Try it = Each line in the records below, from the one that contains "of the tree" to the one that contains "[(522, 128), (406, 77), (322, 22)]", should be reproduced exactly, the first and last included.

Records from a data source
━━━━━━━━━━━━━━━━━━━━
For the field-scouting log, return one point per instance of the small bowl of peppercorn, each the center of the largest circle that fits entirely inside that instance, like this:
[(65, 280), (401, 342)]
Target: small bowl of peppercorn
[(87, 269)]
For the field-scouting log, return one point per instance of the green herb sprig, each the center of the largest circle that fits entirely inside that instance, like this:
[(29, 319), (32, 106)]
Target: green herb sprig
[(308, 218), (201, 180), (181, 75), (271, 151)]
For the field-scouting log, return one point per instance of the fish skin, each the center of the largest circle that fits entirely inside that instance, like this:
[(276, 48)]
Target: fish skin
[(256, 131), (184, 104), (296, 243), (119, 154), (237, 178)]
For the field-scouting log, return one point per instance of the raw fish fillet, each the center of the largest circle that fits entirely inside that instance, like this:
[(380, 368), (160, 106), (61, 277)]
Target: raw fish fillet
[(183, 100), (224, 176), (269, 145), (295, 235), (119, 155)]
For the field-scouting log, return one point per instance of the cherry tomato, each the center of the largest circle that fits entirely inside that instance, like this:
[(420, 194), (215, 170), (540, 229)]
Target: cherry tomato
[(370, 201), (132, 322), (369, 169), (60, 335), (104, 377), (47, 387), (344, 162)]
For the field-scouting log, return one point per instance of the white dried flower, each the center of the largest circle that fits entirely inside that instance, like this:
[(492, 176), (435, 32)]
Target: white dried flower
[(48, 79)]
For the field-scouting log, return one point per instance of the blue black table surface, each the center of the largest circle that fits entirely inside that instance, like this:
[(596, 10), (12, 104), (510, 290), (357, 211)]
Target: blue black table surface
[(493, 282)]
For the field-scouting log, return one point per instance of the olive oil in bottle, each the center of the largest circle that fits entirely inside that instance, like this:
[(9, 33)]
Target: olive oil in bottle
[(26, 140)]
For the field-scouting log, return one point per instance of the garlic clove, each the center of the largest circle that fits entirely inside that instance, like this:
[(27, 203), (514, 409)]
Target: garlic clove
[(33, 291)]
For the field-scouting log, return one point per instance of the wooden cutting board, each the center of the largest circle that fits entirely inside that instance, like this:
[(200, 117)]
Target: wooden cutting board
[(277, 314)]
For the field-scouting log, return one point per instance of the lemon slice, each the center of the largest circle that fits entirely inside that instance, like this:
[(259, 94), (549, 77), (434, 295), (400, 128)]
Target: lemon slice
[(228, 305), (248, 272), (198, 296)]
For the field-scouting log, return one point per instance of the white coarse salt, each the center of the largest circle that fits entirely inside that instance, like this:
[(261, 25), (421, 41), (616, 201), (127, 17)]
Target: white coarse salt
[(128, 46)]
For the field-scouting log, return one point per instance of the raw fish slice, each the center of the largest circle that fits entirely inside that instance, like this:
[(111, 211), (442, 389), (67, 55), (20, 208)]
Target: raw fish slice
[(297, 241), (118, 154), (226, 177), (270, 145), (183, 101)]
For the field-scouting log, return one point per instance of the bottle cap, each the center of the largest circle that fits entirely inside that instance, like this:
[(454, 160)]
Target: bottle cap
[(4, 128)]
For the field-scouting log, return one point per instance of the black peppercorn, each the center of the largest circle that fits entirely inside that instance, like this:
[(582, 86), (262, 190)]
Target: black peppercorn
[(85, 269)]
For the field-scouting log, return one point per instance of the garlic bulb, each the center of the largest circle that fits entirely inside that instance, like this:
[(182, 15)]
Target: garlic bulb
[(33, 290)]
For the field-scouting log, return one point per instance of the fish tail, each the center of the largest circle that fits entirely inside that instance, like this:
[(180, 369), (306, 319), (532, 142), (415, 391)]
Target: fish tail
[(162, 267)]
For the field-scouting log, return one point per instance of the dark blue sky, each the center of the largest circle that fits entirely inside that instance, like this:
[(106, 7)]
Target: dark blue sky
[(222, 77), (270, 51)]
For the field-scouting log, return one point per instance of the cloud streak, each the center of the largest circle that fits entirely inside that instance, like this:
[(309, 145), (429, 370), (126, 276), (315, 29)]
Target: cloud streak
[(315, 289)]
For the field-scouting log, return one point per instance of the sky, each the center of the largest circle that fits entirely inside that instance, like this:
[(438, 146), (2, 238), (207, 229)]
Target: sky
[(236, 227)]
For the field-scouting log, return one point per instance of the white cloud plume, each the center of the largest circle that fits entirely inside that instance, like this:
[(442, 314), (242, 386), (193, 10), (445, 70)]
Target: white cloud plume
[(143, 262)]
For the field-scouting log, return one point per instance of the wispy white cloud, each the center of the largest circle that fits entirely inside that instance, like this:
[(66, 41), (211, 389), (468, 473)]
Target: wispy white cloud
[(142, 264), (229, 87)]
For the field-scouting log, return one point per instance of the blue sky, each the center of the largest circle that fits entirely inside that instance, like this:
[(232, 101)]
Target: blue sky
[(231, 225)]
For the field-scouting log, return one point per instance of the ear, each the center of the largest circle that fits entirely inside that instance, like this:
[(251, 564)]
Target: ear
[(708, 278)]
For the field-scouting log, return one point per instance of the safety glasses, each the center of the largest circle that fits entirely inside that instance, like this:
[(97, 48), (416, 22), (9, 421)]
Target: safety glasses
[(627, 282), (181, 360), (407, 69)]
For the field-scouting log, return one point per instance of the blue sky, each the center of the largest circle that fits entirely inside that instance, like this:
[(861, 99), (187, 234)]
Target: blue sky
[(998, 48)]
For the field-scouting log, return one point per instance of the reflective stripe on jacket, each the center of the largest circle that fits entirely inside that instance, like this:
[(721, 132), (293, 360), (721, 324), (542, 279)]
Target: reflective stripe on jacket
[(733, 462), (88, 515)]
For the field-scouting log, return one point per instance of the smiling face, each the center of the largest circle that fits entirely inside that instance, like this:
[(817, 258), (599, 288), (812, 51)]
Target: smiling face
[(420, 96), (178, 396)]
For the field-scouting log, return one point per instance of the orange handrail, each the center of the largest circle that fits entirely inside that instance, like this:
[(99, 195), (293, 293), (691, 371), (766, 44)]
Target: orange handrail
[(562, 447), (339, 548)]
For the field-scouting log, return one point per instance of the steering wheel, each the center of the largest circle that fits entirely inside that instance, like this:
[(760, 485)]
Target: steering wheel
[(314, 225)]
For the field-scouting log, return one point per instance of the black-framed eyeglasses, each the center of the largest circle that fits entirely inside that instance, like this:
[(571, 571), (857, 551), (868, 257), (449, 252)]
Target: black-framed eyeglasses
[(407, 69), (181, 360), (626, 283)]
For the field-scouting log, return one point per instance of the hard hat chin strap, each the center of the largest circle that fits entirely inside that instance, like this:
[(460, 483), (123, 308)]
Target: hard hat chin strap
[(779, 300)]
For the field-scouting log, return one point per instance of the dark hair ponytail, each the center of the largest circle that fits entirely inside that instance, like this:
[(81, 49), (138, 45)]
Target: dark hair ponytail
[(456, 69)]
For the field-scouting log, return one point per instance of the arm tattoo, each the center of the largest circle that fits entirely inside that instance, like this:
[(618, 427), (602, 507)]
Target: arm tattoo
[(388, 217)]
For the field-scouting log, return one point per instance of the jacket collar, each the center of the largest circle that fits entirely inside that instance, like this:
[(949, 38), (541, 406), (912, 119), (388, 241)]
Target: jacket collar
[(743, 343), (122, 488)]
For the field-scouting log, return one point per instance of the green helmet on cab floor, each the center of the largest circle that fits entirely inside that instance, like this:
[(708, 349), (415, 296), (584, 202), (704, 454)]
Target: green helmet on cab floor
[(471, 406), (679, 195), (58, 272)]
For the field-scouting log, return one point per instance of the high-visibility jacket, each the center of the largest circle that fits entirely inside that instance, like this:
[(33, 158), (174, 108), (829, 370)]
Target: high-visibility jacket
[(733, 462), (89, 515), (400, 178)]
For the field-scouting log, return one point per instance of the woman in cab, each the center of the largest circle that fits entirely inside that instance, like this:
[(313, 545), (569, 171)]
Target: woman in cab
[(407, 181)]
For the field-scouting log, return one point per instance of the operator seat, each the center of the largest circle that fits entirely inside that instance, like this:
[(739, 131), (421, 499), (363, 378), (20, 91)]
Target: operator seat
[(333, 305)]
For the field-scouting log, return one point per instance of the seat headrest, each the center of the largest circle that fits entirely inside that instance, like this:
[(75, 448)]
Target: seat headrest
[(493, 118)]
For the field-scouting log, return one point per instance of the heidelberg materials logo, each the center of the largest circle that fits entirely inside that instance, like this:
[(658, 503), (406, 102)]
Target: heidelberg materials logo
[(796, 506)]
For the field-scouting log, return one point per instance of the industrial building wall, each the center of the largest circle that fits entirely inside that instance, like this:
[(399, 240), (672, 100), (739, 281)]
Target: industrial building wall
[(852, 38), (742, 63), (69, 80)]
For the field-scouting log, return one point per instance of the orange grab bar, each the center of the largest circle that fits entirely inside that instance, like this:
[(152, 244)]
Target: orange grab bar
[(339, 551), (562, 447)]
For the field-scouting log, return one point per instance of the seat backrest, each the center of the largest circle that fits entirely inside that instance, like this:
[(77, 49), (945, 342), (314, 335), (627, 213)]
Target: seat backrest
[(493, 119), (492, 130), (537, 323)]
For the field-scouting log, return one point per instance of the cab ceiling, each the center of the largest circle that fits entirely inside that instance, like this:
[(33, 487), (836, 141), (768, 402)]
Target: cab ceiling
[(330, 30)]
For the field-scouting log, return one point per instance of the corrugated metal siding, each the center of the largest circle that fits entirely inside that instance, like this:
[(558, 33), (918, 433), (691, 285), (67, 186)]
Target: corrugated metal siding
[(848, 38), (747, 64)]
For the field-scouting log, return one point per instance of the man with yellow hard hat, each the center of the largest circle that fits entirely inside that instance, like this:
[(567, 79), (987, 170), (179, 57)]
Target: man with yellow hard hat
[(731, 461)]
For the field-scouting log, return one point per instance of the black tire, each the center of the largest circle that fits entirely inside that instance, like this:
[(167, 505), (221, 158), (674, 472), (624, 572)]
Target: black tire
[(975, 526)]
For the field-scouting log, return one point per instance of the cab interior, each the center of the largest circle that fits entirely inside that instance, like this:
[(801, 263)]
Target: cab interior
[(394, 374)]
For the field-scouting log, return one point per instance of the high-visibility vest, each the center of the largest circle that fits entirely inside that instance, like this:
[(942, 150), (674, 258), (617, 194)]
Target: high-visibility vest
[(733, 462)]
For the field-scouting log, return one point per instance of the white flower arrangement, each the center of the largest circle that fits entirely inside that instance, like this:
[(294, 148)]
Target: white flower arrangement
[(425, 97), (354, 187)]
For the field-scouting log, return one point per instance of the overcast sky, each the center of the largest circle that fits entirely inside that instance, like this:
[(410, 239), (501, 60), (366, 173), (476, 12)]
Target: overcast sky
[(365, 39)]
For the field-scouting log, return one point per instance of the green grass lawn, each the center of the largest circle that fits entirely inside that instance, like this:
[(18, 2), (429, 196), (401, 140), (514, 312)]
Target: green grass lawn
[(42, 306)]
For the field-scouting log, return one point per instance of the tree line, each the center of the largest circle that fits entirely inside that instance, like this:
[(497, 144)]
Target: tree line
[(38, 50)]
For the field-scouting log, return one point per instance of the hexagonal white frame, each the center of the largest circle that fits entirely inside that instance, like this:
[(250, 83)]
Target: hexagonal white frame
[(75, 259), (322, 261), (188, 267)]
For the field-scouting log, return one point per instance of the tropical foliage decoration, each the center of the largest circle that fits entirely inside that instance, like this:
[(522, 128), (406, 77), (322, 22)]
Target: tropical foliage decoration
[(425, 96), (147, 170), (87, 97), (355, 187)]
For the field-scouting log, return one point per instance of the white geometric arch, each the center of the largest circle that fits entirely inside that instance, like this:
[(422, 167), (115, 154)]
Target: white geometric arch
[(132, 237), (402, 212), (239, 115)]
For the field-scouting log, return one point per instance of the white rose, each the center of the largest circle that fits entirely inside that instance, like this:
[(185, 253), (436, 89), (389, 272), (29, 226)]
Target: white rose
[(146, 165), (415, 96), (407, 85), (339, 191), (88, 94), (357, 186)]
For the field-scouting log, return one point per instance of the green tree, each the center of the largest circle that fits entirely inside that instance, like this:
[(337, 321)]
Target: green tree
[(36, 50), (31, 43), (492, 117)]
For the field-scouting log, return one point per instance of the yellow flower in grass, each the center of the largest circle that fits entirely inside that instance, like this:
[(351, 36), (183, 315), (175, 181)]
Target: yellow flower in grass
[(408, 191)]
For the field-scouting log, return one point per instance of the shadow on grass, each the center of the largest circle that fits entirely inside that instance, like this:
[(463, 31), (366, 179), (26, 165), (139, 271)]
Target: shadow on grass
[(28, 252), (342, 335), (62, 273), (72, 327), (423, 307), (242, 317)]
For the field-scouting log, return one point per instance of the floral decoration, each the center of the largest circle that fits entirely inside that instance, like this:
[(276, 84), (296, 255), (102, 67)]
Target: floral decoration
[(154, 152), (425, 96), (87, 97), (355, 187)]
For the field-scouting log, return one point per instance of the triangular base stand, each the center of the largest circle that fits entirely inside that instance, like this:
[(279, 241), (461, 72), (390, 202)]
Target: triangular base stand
━━━━━━━━━━━━━━━━━━━━
Exercise answer =
For the field-scouting log, return one point per instance of the tree line, each the center of the largest circle that fits entirely inside that instance, like this:
[(497, 144)]
Target: tree line
[(38, 50)]
For the field-scouting log, return one point per instance of the hexagonal white frame, each the center of the largest circle that fits entirely inside that instance, like this:
[(250, 83)]
Target: hexagonal white frame
[(75, 259), (322, 261), (188, 267)]
For the field-scouting log, return one point per instance of the tropical foliage decoration, each the center of the largest circle that fits entirely inside that instance, like this:
[(522, 128), (406, 77), (322, 22)]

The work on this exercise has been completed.